> _Required action_
What is the number of lines in the records below holding the string "blue"? Reply with it and nothing else.

> _Given entries_
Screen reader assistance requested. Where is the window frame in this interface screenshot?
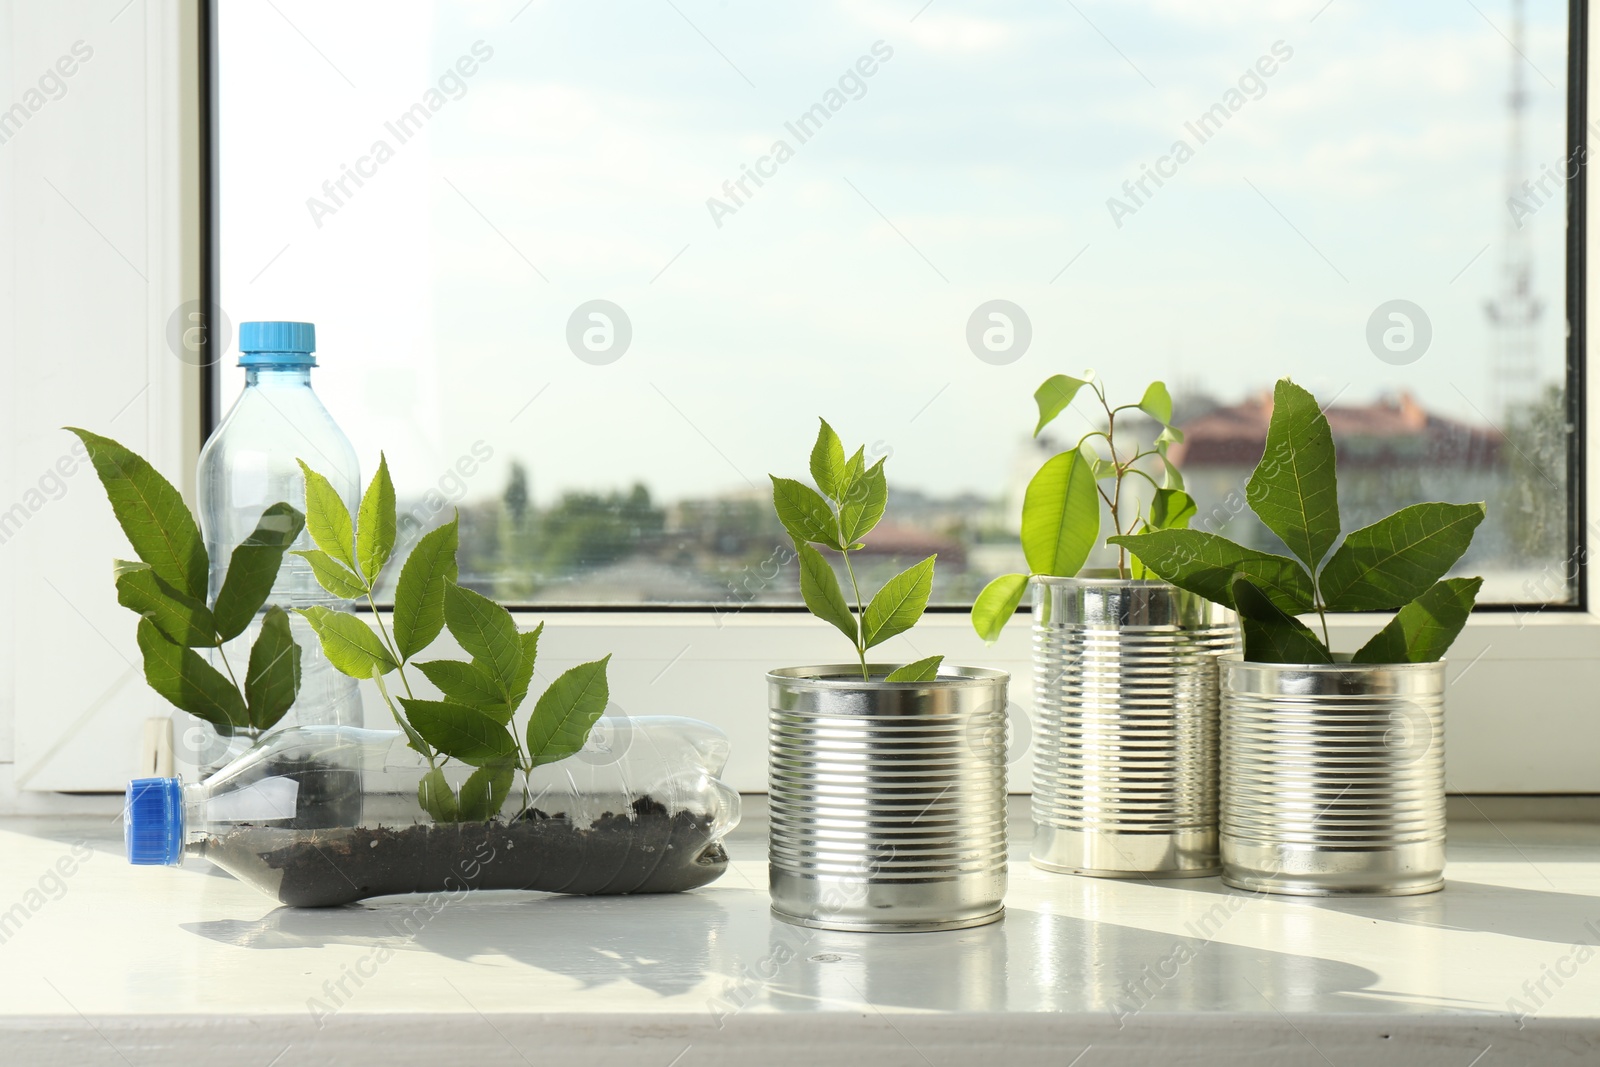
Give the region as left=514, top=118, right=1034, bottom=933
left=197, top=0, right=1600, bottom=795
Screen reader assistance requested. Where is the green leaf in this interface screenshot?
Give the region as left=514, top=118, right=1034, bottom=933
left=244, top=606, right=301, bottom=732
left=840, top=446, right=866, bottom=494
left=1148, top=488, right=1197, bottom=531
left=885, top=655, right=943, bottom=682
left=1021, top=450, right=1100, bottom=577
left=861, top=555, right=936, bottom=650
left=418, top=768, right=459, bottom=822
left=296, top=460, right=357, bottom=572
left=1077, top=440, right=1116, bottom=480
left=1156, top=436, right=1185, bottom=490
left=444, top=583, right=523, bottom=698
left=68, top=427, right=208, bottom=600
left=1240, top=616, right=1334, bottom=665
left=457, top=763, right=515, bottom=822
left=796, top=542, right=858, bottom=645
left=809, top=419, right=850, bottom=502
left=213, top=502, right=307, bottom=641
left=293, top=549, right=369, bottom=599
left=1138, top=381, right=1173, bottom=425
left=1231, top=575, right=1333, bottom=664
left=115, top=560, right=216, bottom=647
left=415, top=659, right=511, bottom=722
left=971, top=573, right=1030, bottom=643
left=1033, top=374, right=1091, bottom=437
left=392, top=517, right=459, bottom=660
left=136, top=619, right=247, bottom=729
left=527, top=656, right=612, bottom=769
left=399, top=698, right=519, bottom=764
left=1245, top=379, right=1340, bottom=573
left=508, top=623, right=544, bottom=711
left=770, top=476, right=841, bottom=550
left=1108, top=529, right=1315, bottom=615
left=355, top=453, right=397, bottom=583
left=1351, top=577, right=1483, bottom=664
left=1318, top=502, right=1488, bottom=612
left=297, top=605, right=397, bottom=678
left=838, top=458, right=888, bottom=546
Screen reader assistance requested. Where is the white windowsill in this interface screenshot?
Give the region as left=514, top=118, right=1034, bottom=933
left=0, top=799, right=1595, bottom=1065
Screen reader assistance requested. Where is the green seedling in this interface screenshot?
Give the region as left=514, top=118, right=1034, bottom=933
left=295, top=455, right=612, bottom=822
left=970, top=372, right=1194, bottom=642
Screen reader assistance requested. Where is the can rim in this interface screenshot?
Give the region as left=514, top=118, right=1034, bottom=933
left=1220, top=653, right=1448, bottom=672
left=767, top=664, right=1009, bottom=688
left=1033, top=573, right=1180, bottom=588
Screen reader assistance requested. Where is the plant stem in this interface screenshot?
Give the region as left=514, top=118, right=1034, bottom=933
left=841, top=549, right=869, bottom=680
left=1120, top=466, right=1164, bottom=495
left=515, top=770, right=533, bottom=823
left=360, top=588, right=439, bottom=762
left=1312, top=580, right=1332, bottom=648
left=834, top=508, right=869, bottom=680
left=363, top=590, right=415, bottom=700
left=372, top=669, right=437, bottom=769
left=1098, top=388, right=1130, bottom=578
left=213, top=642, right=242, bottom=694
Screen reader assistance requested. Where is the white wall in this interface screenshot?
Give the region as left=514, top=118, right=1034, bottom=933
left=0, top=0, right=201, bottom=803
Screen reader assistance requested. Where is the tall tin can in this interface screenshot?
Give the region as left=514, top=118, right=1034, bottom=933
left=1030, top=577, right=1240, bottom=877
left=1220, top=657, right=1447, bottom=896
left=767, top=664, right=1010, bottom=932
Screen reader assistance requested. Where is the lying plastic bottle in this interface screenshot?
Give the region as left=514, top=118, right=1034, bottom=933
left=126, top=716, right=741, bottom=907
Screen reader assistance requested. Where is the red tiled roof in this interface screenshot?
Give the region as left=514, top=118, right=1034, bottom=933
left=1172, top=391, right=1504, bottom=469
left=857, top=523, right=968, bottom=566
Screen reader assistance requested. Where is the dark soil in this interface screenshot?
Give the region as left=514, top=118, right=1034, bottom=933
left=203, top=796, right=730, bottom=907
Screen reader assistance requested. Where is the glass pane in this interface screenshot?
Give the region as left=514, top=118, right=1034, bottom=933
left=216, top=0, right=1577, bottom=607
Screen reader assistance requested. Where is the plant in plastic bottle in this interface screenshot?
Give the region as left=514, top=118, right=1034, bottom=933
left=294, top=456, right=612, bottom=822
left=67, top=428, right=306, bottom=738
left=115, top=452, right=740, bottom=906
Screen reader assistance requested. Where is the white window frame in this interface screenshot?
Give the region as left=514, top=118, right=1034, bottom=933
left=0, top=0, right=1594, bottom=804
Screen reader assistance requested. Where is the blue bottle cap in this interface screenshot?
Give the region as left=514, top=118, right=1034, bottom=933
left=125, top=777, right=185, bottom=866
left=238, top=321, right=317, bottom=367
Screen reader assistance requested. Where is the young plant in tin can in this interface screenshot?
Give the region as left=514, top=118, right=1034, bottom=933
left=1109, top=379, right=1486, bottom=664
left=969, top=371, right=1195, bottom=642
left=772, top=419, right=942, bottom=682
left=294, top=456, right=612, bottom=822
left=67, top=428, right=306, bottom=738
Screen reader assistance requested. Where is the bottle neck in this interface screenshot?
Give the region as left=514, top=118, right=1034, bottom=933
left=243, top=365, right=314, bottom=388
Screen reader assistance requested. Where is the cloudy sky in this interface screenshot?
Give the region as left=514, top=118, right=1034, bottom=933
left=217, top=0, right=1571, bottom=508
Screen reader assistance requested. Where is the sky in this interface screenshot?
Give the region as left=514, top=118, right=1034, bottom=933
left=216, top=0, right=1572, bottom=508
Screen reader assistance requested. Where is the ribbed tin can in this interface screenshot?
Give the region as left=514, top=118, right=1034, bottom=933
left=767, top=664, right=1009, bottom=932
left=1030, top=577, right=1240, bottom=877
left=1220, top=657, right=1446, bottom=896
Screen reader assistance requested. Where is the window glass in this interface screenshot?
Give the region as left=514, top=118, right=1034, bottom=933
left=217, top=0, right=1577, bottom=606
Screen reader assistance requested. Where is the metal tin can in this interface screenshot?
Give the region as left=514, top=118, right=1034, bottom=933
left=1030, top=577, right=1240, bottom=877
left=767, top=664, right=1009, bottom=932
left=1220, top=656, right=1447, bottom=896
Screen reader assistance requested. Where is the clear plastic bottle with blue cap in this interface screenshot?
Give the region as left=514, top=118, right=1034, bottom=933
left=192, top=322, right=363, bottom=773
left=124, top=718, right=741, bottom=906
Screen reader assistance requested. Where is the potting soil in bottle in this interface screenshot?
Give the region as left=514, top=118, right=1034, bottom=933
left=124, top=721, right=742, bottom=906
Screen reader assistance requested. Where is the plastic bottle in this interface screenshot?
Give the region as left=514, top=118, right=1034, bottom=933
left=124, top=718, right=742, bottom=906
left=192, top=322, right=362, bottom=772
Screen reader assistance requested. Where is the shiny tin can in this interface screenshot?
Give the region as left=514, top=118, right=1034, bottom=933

> _Solution to the problem_
2